Document section:

┄┄┄┄┄┄┄┄┄┄

Bedtime Story

Okay, preparing for bed tonight gave opportunity to pull a story out of my brain and lay it bare before my boys. It was all spur of the moment stuff.

The boys found it amusing (many jokes were cracked throughout), but they also got something else out of it that will subtly stay with them for a lot longer than if I’d just said, “Don’t be embarrassed by what makes you different. It also makes you special and who you are. You are not like anyone else on this earth.” It sounds so nice and feels so true, but saying that means far less than a story.

Even though it’s completely silly and reminds me a lot of a deer with a red nose I’ll share it with you anyway.

Billy the Unicorn Who Had Wings

(I should just say, before I start the story, we debated throughout about what a unicorn with wings should be called. Unipeg, Pegacorn, Unisus, Pegauni, and so on. One boy prefers Unisus, the other likes Pegacorn. There is probably a technical term for it, but I’ve never learned it, so we will leave it be for now.)

Billy was different. His mom said he was special. He was born with the most beautiful blue and green wings (think Seahawks), but while he had this special gift which gave him the ability to fly where other unicorns couldn’t, the wings only brought him sadness and grief.

All the other unicorn boys picked on Billy, teasing him about his wings. They called him all sort of names, jabbed him in the feathers with their golden horns, and teased him when the feathery frights got in the way during unicorn games.

Every day he’d go home from unicorn school feeling alone and upset. Why couldn’t he just be like all the other unicorns? His mom and dad did their best to reassure poor Billy about who he was, how much he was loved, and what a gift he truly had. But Billy just couldn’t see it.

Billy also didn’t realize that maybe all the teasing wasn’t even really about him or his wings. He didn’t know what those other unicorn boys were thinking. He didn’t know some of them were jealous of his wings, wishing they could fly, too. He didn’t know others were afraid because they didn’t understand the thing that made Billy different. He didn’t know that there were even a few who teased because they were teased, too, but for other reasons like having a small horn or a fluffy tail. Maybe if Billy realized that he wouldn’t have felt so horrible. Maybe he could have given them all a little more grace knowing they might be struggling, too.

┄┄┄┄┄┄┄┄┄┄

What to work on:
1: What names for a unicorn with wings does the bedtime story say were debated?
2: Answer these questions about the bedtime story:
(a) What colors are Billy's wings?
(b) Which name does each boy prefer for a unicorn with wings?
(c) What did the other unicorn boys jab Billy with?
3: Can you copy the bedtime story word for word, starting at "Billy also didn’t" and ending at "be struggling, too."?

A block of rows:
┄┄┄┄┄┄┄┄┄┄

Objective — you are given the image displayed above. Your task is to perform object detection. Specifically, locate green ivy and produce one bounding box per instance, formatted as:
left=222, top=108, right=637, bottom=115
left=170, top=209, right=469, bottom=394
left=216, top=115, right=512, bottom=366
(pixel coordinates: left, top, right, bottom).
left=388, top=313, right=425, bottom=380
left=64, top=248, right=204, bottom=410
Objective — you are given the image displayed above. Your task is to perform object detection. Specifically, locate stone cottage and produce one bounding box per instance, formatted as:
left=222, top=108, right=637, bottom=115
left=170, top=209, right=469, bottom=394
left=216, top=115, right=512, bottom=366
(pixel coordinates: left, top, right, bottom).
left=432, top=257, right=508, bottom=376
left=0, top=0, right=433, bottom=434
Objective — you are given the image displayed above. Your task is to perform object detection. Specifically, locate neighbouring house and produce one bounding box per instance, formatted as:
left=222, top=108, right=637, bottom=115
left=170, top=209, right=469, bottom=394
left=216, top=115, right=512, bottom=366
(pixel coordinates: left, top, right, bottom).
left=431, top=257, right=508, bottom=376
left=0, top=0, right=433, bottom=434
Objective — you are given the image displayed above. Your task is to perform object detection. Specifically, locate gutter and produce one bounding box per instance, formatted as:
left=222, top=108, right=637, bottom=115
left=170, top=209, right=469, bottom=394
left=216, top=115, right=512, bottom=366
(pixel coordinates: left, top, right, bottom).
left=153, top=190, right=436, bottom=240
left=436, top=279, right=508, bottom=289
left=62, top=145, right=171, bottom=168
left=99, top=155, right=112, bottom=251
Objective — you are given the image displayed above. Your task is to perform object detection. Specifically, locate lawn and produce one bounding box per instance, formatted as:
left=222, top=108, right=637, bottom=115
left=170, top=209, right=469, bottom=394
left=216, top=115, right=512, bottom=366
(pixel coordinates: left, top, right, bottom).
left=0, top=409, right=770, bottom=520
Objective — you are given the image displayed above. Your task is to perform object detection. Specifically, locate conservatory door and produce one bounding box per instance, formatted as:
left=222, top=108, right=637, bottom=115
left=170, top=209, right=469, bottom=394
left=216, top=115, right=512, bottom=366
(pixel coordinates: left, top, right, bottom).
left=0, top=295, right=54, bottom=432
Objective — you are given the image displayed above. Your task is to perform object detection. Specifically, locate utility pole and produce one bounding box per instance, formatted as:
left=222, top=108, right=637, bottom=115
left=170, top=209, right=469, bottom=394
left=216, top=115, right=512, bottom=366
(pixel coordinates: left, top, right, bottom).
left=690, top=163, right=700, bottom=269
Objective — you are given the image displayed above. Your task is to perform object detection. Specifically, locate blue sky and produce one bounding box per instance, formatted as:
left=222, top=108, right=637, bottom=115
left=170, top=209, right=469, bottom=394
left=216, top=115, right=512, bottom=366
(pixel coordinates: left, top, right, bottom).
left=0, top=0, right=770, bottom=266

┄┄┄┄┄┄┄┄┄┄

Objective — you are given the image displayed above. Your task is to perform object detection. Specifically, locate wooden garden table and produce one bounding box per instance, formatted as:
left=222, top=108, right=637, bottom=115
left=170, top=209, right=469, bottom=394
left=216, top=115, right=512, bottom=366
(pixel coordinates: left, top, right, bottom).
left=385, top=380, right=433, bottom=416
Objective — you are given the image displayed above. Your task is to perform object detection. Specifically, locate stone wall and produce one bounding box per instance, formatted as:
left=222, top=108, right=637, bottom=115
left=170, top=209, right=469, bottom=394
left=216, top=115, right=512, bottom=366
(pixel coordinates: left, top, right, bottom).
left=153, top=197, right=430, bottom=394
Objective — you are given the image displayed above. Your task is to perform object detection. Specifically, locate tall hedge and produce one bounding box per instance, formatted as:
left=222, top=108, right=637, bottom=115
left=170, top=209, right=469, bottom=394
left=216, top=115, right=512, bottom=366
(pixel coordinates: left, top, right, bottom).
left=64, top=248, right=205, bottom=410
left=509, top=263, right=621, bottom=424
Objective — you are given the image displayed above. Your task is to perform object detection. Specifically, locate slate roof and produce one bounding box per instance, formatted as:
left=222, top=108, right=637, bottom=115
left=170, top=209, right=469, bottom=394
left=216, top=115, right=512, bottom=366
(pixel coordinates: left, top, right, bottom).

┄┄┄┄┄┄┄┄┄┄

Exercise responses:
1: Unipeg, Pegacorn, Unisus, Pegauni

2:
(a) Blue and green.
(b) One boy prefers Unisus, and the other likes Pegacorn.
(c) Their golden horns.

3:
Billy also didn’t realize that maybe all the teasing wasn’t even really about him or his wings. He didn’t know what those other unicorn boys were thinking. He didn’t know some of them were jealous of his wings, wishing they could fly, too. He didn’t know others were afraid because they didn’t understand the thing that made Billy different. He didn’t know that there were even a few who teased because they were teased, too, but for other reasons like having a small horn or a fluffy tail. Maybe if Billy realized that he wouldn’t have felt so horrible. Maybe he could have given them all a little more grace knowing they might be struggling, too.